● Work to do
Rewrite the material from the line with "find | tapered chair leg" through the end of the material, including both ends, and offset every coordinate value in the answer points by 66.

Dataset rows showing where objects appear:
BEGIN

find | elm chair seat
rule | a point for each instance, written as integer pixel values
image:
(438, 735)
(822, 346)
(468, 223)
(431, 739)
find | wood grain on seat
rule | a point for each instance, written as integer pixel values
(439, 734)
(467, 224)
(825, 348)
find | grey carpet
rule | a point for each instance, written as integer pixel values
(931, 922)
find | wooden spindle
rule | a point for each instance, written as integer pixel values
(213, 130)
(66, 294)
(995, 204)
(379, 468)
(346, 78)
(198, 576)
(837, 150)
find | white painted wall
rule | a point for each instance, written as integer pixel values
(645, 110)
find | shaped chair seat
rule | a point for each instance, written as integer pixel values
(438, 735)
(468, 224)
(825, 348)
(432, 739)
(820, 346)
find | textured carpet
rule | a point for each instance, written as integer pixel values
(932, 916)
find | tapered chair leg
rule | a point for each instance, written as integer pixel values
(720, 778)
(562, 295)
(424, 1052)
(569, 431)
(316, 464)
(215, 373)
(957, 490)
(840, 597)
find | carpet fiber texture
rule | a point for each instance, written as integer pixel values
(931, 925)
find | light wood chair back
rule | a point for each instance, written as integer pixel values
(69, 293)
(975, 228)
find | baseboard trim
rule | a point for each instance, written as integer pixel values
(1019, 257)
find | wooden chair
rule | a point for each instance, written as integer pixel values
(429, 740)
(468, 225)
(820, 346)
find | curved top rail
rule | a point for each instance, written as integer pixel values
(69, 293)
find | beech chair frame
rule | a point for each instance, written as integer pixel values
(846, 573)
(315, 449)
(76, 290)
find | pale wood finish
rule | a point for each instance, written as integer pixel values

END

● Exercise output
find | tapered chair leg
rule | a point for each instance, written as integer pixel values
(786, 844)
(628, 361)
(490, 1118)
(635, 497)
(382, 530)
(281, 439)
(1023, 556)
(906, 663)
find | carpet fiber texture
rule | a point for each instance, written as integer pixel values
(997, 991)
find | light wood chair back
rule | a point for each instance, written as integer pixel values
(135, 359)
(1041, 294)
find | baseboard trim
rule | a point for each instance, written as integer pixel values
(1085, 323)
find | wooden chair
rule | a point for each instance, written as integer pixel values
(495, 806)
(534, 291)
(886, 412)
find | curved top rail
rule | a point for each instance, written as integer pixel values
(135, 359)
find | beech chair frame
rule | a point for each instance, written as integer pixel values
(912, 639)
(381, 515)
(142, 356)
find | pale wood finish
rule | a point for each instance, written as integer pixel values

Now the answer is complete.